Curry's first role after Rocky Horrors run on Broadway was in Stephen Frears's 1975 adaptation of Three Men in a Boat, scripted by Tom Stoppard. This collaboration led to Curry's return to the stage with Stoppard's Travesties, which ran in London and New York from 1975 to 1976. Travesties was a Broadway hit. It won two Tony Awards (Best Performance by an Actor for John Wood and Best Play), as well as the New York Drama Critics Circle Award (Best Play), and Curry's performance as the famous dadaist Tristan Tzara received good reviews.

Around this time, Curry launched his solo musical artist career. Curry received classical vocal training as a boy. He mentioned that his musical influences included jazz vocalists such as Billie Holiday and Louis Armstrong, and he idolised The Beatles and The Rolling Stones as a teenager. He first recorded a nine-track album for Ode Records in 1976. However, the album remained unreleased in its entirety until February 2010, when it was made available as a legal download entitled ...From the Vaults. The album, produced by Lou Adler, included Curry's rendition of the Supremes' hit "Baby Love". In 1978, A&M Records released Curry's official debut solo album Read My Lips. The album featured an eclectic range of songs (mostly covers) performed in diverse genres. Highlights of the album are a reggae version of the Beatles' song "I Will," a rendition of "Wake Nicodemus" featuring the Pipes and Drums of the 48th Highlanders of Canada, and a barroom ballad, "Alan", composed by Canadian singer-songwriter Tony Kosinec. The following year, Curry released his second and most successful album Fearless. The LP was more rock-oriented than Read My Lips and mostly featured original songs rather than cover versions. The album included Curry's only US Billboard Hot 100 charting song: "I Do the Rock". Curry toured North America and some European countries with his band between 1978 and 1980. Curry's third album, Simplicity, was released in 1981, again by A&M Records. This record, which did not sell as well as the previous offerings, combined both original songs and cover versions. Still, it was the only Curry recording to hit the charts in Canada, reaching number 45 on the album chart.

Set of tasks
**1)** Translate this sentence from the text on Curry's career into Spanish: "Curry's third album, Simplicity, was released in 1981, again by A&M Records."
**2)** For each statement, say whether the text on Curry's career agrees with it, answering yes or no and quoting the deciding words of the text.
(a) A&M Records released Read My Lips as Curry's official debut solo album in 1978.
(b) Fearless consisted mostly of cover versions.
(c) Simplicity reached a chart in Canada.
The records are not needed for this work.

Information shown

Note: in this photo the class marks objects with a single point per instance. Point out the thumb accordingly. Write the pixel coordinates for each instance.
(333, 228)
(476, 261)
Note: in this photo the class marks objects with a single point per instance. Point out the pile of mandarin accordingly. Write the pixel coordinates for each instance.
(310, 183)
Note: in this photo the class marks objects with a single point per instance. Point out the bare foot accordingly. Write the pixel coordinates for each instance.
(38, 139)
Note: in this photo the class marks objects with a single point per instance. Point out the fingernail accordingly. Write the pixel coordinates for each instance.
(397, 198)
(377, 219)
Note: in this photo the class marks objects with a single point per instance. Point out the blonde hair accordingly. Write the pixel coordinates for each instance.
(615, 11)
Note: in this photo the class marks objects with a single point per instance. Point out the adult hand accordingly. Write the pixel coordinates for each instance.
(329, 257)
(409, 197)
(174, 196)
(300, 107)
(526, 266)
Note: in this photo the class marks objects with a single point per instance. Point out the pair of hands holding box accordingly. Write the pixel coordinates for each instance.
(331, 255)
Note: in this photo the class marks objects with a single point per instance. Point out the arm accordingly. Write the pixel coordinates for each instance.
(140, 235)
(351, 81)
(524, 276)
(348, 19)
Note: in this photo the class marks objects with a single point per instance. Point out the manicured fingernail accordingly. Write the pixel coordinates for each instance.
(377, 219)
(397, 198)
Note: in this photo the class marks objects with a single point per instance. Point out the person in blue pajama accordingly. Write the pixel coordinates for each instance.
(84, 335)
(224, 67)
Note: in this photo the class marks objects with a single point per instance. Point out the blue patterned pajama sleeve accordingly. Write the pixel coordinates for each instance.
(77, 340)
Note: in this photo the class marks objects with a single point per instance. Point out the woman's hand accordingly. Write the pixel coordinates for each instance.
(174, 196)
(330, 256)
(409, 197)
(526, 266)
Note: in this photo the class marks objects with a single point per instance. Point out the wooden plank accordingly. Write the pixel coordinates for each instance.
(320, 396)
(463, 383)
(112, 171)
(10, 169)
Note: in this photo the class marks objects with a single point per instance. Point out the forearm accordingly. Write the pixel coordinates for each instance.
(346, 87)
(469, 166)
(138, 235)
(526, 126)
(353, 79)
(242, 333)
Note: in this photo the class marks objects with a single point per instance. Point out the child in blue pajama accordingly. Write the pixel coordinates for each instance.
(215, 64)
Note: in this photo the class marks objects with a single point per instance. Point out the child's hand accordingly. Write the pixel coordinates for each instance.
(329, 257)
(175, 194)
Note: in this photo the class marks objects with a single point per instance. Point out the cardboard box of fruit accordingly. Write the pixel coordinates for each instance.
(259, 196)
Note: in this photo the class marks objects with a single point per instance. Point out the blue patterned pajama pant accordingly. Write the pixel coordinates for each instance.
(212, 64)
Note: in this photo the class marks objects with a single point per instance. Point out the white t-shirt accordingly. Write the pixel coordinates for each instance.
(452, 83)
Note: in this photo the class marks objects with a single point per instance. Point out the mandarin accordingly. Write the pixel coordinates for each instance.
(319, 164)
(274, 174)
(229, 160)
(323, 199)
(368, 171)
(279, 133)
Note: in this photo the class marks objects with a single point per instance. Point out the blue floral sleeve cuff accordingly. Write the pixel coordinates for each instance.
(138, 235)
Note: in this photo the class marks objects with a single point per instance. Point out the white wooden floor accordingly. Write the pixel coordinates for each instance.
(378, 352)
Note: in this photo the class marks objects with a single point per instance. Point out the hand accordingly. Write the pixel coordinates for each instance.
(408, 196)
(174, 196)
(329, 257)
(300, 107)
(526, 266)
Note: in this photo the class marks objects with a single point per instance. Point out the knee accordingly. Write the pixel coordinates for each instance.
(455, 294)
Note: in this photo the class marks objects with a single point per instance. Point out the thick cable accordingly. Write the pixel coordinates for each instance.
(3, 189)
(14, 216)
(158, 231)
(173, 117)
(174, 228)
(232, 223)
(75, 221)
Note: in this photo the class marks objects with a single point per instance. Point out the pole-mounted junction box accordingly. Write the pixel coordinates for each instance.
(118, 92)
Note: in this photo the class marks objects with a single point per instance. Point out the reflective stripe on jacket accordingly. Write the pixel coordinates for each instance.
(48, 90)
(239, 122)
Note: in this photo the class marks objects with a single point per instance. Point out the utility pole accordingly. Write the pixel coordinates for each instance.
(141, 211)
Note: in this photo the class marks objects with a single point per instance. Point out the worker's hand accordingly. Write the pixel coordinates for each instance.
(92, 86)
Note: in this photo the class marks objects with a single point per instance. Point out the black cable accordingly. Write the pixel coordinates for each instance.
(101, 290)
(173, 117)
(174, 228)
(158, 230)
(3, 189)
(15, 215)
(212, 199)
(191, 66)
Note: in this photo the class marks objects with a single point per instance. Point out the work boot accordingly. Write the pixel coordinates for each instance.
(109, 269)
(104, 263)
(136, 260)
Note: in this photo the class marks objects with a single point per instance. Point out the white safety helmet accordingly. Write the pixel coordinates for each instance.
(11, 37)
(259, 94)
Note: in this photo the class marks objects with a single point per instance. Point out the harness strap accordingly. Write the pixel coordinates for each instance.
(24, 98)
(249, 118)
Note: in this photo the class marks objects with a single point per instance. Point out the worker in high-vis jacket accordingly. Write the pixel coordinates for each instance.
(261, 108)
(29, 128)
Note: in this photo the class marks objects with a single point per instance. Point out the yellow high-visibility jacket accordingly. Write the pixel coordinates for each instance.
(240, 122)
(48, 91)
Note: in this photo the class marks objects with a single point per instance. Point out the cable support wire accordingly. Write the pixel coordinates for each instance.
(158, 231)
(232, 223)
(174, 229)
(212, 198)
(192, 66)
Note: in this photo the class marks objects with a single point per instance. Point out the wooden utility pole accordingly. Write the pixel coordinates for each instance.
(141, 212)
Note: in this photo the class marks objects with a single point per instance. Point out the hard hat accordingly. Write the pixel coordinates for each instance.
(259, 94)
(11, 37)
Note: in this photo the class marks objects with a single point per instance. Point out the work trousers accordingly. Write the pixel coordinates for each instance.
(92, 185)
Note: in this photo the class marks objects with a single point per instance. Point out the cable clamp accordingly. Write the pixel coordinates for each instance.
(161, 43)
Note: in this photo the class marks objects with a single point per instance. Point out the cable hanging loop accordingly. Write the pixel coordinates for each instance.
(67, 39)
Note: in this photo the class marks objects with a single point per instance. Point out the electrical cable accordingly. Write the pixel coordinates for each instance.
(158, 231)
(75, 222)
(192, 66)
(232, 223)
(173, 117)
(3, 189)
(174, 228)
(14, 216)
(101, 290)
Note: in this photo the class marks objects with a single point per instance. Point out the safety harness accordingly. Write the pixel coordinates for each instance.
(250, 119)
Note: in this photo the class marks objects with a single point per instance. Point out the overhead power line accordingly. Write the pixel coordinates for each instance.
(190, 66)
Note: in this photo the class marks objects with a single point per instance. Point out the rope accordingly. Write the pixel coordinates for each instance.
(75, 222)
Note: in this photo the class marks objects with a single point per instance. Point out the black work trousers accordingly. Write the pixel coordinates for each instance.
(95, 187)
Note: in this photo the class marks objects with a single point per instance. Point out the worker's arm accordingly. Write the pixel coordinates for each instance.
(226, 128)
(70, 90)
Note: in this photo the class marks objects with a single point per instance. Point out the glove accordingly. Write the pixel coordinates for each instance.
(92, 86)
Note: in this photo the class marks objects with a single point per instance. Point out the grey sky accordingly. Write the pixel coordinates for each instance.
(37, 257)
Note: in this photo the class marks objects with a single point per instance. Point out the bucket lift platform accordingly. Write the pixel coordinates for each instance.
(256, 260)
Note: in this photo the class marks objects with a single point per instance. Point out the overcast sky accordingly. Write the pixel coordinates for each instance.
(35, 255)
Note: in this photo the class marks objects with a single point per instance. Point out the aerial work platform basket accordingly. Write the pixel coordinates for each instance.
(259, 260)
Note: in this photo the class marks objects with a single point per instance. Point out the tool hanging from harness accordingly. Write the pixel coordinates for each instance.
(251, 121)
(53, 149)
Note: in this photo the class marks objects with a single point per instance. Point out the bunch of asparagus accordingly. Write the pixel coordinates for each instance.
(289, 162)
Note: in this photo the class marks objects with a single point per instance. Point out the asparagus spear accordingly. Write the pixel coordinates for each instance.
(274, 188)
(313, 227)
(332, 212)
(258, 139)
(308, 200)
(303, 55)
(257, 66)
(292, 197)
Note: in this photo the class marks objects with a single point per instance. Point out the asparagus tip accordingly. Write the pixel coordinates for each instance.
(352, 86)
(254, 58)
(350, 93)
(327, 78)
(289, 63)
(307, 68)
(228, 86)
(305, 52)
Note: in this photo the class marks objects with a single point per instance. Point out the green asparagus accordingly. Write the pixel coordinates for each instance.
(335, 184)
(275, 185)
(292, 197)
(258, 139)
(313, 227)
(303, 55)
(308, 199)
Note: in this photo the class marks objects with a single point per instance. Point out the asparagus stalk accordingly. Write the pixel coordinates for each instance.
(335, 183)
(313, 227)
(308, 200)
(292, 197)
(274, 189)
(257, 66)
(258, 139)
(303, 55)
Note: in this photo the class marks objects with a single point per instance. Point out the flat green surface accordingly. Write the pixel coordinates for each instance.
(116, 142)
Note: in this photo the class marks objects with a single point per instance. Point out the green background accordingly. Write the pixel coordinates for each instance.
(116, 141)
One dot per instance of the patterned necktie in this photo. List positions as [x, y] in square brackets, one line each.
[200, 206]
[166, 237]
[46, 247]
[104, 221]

Your responses
**1)** El tercer álbum de Curry, Simplicity, fue lanzado en 1981, otra vez por A&M Records.

**2)**
(a) Yes: "In 1978, A&M Records released Curry's official debut solo album Read My Lips."
(b) No: "mostly featured original songs rather than cover versions"
(c) Yes: "it was the only Curry recording to hit the charts in Canada, reaching number 45 on the album chart"